Vorliegender Text:
◆ ◆ ◆ ◆ ◆ ◆ ◆

Unzweifelhaft wird sich das Lied die Herzen der Kevelaerer erobern, ja
es hat sie sich schon erobert, denn später wurde es von der ganzen
Versammlung mit größter Begeisterung gesungen. Dem Komponisten wurde
unter Beifallsjubel ein Lorbeerkranz überreicht. Wodurch aber wurde die
Melodie veranlaßt, doch nur durch den ebenso herrlichen Text, der in
jeder Zeile die echte Heimatliebe des Dichters kund tut. Mit ganzer
Seele hat dieser die Schönheit unseres Heimatortes aufzufassen und mit
den vertrauten lieblichen Klängen unserer Muttersprache wiederzugeben
gewußt. Hätte da ein vergänglicher Lorbeerkranz genügt, den Dank der
Mitbürger auszudrücken? Nein, der Dichter hat sich ein Denkmal gesetzt
in den Herzen der Mitbürger und Nach-kommen und wenn über 100 Jahre
Kevelaers Heimatlied gesungen wird mit derselben Begeisterung wie heute,
wo wird sein Name damit verknüpft sein als eines Sohnes, der seine
Mutter, die Heimat, aus tiefster Seele geliebt.
Der ins
Schwärmen geratene KB-Redakteur sollte Recht behalten. Noch heute
berührt das Heimatlied die Kevelaerer, und mancher wird zum Beispiel auf
dem Heimatabend von Melodie und Versen so angerührt, dass er eine
Gänsehaut bekommt. Sobald das Lied angestimmt wird, stehen die Menschen
auf wie beim Erklingen der Nationalhymne.
Zur Verbreitung des Liedes, das zur Stadthymne wurde, trug Gerhard
Korthaus dadurch bei, dass er die Noten von „Wor hör ek t‘hüß“ zusammen
mit dem Text in seinem Verlag herausbrachte. Für 80 Pfennig war das
Blatt unter anderem in der Buchhandlung Fritz Forstreuter zu erwerben.
Heimat
Die Kevelaerer, die das Lied bewegt mitsingen, haben zu ihrer Heimat
eine enge Beziehung - ein Gefühl, das sich nicht verändert, obwohl sich
ihre Stadt, zumindest äußerlich, ständig wandelt. Aber ohnehin ist
Heimatgefühl nicht auf Anfassbares bezogen.
Kein Mensch liebt Steine oder Straßen. Die Frage, warum Menschen den Ort
Kevelaer lieben, hebt nicht auf seine Infrastruktur ab. Auch die
Atmosphäre in der Innenstadt, die von niederländischer Kleinteiligkeit
und prächtigen Kulissen lebt, reicht nicht für ein so großes Gefühl.
Der Slogan, mit dem Kevelaer als unverwechselbar bezeichnet wird, wäre
nicht in Fleisch und Blut übergegangen, würde er die bloße Banalität
verkünden, dass es eine 1:1-Kopie nicht gibt. Jede Formation von Straßen
und Häusern ist nachzubauen, sogar ihr Charakter und ihre Anmutung.
Unverwechselbar ist etwas erst dann, wenn man es anderswo für kein Geld
der Welt genau so erleben kann.

◆ ◆ ◆ ◆ ◆ ◆ ◆

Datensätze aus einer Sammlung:
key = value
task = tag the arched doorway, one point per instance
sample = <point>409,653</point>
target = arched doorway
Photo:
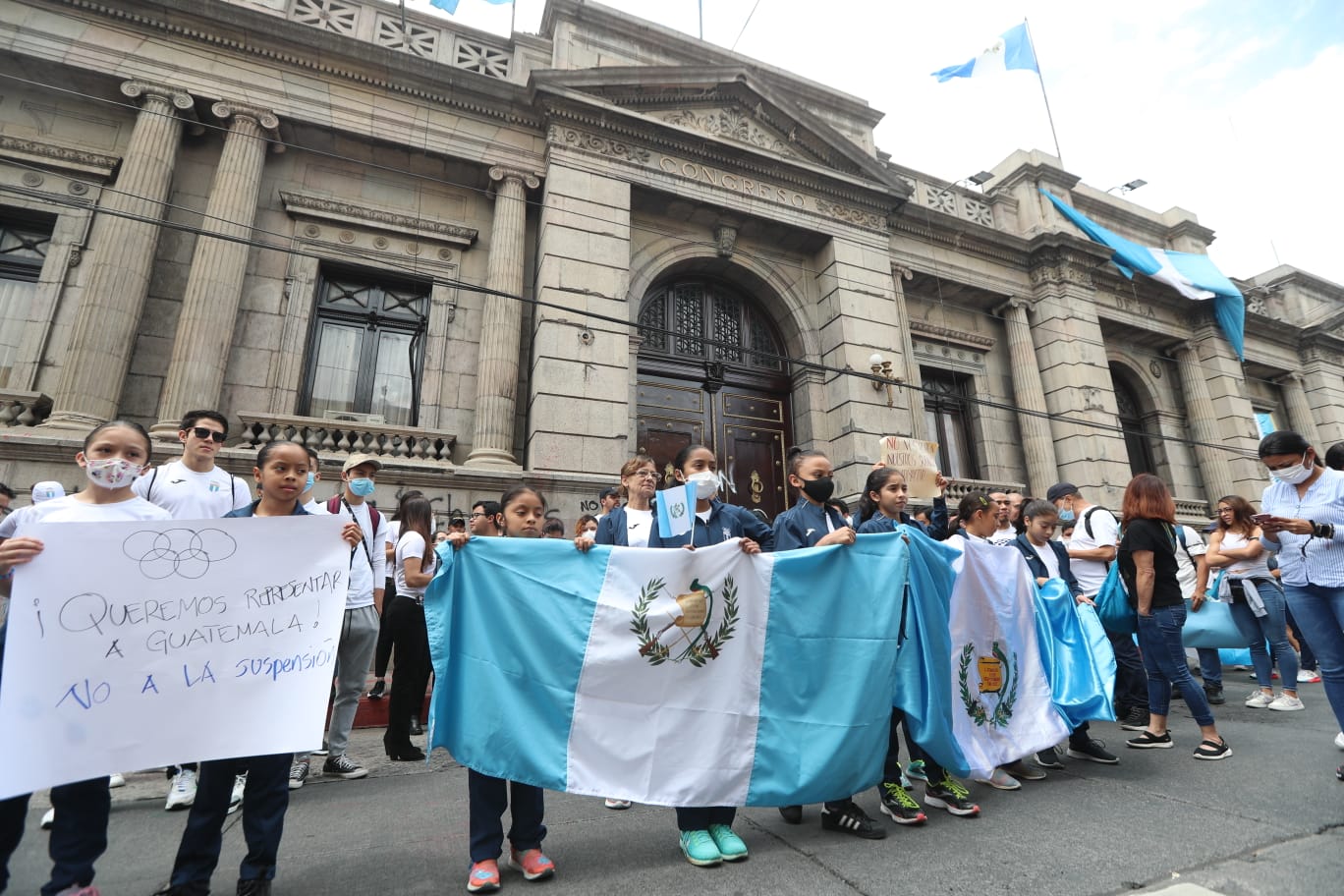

◆ ◆ ◆ ◆ ◆ ◆ ◆

Arbeitsauftrag: Drucken Sie einen Abschnitt aus dem Text über das Kevelaerer Heimatlied wortgetreu ab. Setzen Sie bei den Worten „Kein Mensch liebt“ ein und enden Sie nach „und ihre Anmutung.“.

Lösung:
Kein Mensch liebt Steine oder Straßen. Die Frage, warum Menschen den Ort
Kevelaer lieben, hebt nicht auf seine Infrastruktur ab. Auch die
Atmosphäre in der Innenstadt, die von niederländischer Kleinteiligkeit
und prächtigen Kulissen lebt, reicht nicht für ein so großes Gefühl.
Der Slogan, mit dem Kevelaer als unverwechselbar bezeichnet wird, wäre
nicht in Fleisch und Blut übergegangen, würde er die bloße Banalität
verkünden, dass es eine 1:1-Kopie nicht gibt. Jede Formation von Straßen
und Häusern ist nachzubauen, sogar ihr Charakter und ihre Anmutung.